## [OBJECTIVE]
Gather each line of the listing that contains the string "even". Treat uppercase and lowercase as different.

## [DATASET ENTRIES]
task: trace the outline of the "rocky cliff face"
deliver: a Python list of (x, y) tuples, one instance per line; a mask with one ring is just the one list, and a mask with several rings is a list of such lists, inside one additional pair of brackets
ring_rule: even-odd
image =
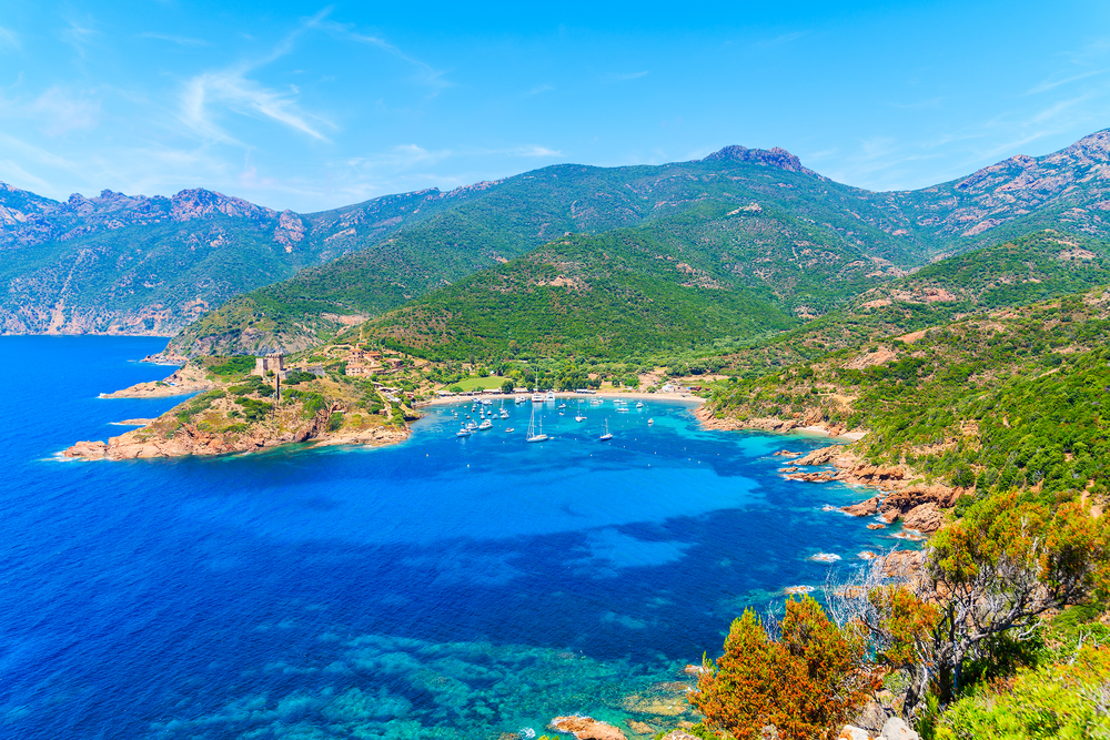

--

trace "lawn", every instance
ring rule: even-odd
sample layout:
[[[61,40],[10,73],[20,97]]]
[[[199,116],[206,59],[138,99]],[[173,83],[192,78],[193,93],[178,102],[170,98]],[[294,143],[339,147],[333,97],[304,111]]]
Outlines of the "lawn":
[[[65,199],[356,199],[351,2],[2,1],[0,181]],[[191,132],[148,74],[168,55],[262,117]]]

## [EXERCISE SOLUTION]
ring_rule: even-odd
ring rule: even-odd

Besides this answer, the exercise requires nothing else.